_SELECTED EXTRACT_:
Textile Industry in Turkey

Turkey’s industrial production expanded by 5.0% year-on-year in July 2025, according to data released by the Turkish Statistical Institute (TÜİK).

Breaking down the sectors:

  • Mining and quarrying output fell 0.5% compared to July 2024.

  • Manufacturing output grew strongly, up 5.5% year-on-year.

  • Electricity, gas, steam, and air conditioning supply increased by 5.8%.

The figures confirm that the manufacturing sector and energy production continue to play a key role in driving Turkey’s industrial economy, offsetting weakness in mining.

Monthly Contraction Shows Fragile Momentum

While annual growth remained positive, industrial production contracted by 1.8% month-on-month compared to June 2025.

Sectoral details show a mixed picture:

  • Mining and quarrying declined 1.5% from the previous month.

  • Manufacturing fell 2.3%, reflecting softer demand conditions.

  • Electricity, gas, steam, and air conditioning supply bucked the trend, rising 4.5% month-on-month.

The data underscores a fragile short-term outlook, where energy demand supported output but manufacturing and mining showed signs of slowdown.

Broader Economic Context

Turkey’s industrial sector has faced fluctuations in global demand, inflationary pressures, and high borrowing costs throughout 2025. The year-on-year improvement highlights resilience in exports and domestic production, but the monthly decline suggests that momentum could be weakening.

Analysts note that while government policies and Central Bank measures have supported disinflation and stabilized markets, tight credit conditions and external uncertainties continue to weigh on manufacturers.

Manufacturing as Growth Engine

The manufacturing sector, which makes up the largest share of industrial production, continues to be the primary driver of Turkey’s growth. Sectors such as automotive, textiles, machinery, and chemicals have recorded strong export performance, helping the economy withstand domestic challenges.

Energy production also played a significant role, with rising electricity and gas output reflecting both seasonal demand and infrastructure investments.

Opportunities and Risks

Looking ahead, economists suggest that Turkey’s industrial output may continue to benefit from:

  • Export demand from Europe and Asia.

  • Investment in renewable energy and infrastructure.

  • Government incentives for high-value manufacturing.

However, risks remain:

  • High financing costs could limit industrial expansion.

  • Global demand fluctuations may impact exports.

  • Structural challenges in mining and resource extraction continue to weigh on performance.

Conclusion: Growth Holds, but Monthly Weakness Raises Questions

Turkey’s 5% annual growth in industrial production highlights resilience in the face of global and domestic challenges. Yet the 1.8% monthly contraction serves as a reminder that momentum is uneven and heavily dependent on external demand and energy trends.

The balance between long-term growth drivers and short-term risks will shape the industrial sector’s performance heading into the second half of 2025.

_GIVEN INFORMATION_:

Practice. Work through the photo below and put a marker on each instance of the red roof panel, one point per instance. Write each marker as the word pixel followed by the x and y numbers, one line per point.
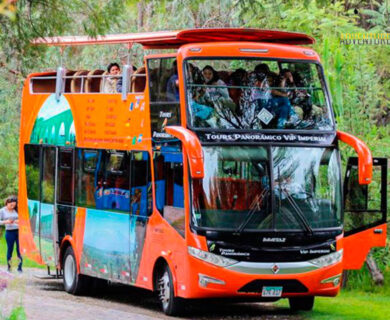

_SHORT EXERCISE_:
Decide whether each statement agrees with the piece on Turkey's industrial output, answering yes or no and quoting the words of the piece that settle it. 1. Manufacturing output rose 5.5% year-on-year in July 2025. 2. Electricity, gas, steam, and air conditioning supply fell from June to July 2025. 3. Mining and quarrying output grew compared to July 2024. The lines are separate material with no connection to the text.

_TASK OUTPUT_:
1. Yes: "Manufacturing output grew strongly, up 5.5% year-on-year."
2. No: "Electricity, gas, steam, and air conditioning supply bucked the trend, rising 4.5% month-on-month."
3. No: "Mining and quarrying output fell 0.5% compared to July 2024."